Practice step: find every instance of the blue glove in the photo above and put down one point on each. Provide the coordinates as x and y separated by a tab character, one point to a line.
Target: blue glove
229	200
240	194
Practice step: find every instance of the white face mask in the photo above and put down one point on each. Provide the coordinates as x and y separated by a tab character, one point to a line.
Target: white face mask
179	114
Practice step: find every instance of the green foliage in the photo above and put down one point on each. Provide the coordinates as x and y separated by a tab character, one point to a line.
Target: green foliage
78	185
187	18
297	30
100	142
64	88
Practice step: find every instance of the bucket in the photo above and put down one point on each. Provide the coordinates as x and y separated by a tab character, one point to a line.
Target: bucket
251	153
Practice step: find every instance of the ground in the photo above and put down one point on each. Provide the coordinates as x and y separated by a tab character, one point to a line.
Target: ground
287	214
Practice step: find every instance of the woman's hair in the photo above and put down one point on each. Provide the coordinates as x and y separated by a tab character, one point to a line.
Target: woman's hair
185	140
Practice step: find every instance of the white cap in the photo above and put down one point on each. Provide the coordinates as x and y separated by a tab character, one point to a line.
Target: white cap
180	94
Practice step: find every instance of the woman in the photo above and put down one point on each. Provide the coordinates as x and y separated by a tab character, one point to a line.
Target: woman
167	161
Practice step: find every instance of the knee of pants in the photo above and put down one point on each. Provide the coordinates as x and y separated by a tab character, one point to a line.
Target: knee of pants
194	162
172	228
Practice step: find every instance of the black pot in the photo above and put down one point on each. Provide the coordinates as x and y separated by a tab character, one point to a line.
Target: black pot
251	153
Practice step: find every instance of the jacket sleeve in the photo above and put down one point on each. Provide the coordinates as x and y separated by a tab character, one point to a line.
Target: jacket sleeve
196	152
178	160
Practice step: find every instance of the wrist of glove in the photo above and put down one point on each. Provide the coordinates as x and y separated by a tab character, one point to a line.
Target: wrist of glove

• _Exercise_
Copy every line of the records word for word.

• _Response for this exercise_
Practice step: find every instance of the blue glove in the photo above and put down one point on each. Provide the coordinates as x and y separated by a tab character, one point to a line.
Target: blue glove
229	200
240	194
Practice step: find every instance of the white face mask in the photo above and put down one point on each. Provide the coordinates as x and y separated by a tab character, one point to a line.
Target: white face mask
179	114
Practice step: find every instance of the green foliage in the photo above and put down one point on each. Provide the coordinates as x and y separated by a tab character, one point to a line.
Target: green foliage
78	185
187	18
297	30
100	142
64	88
Practice step: find every instance of the bucket in the photo above and put down one point on each. Provide the coordinates as x and y separated by a tab character, one point to a line.
Target: bucket
251	153
Practice step: find every instance of the ground in the photo above and put down one point on each. Provide the coordinates as x and y separated by a tab character, one point to a line.
Target: ground
287	214
Practice step: find every instance of the woman's hair in the photo above and put down one point on each. Provide the coordinates as x and y separated by a tab character, one point to a line.
Target: woman's hair
185	140
Practice step: find every instance of the white cap in the photo above and put down one point on each. Provide the coordinates as x and y separated by a tab character, one point to a line.
Target: white cap
180	94
Practice step: find every instance of the woman in the photo above and put down one point on each. Provide the coordinates as x and y separated by a tab character, one point to a line.
Target: woman
167	161
Practice step: find every instance of the knee of pants in the photo above and put down one point on each. Provide the coordinates as x and y separated by a tab character, one point to a line.
Target: knee of pants
194	162
172	228
Practice step: find every instance of the black pot in the photo above and put down one point on each. Provide the coordinates as x and y separated by a tab character, one point to a line.
Target: black pot
251	153
Practice step: find every instance of the jacket sleeve in the photo above and put down one point on each. Provide the coordinates as x and y separated by a tab character, one point to a line.
Target: jacket sleeve
196	152
178	160
Practice step: find every instance of the wrist of glove in the photo above and put down one point on each. Provide the coordinates as x and y separated by a tab character, one point to a line.
Target: wrist of glove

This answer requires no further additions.